- **What the exercise asks**: Copy the records below word for word, keeping every line unchanged.

- **Data provided**:

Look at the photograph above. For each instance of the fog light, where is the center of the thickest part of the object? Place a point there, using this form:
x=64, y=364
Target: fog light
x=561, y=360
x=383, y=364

- **Answer to the task**:
Look at the photograph above. For each instance of the fog light, where is the center of the thickest part of the object? Place a point there, using this form:
x=64, y=364
Target: fog light
x=561, y=360
x=383, y=364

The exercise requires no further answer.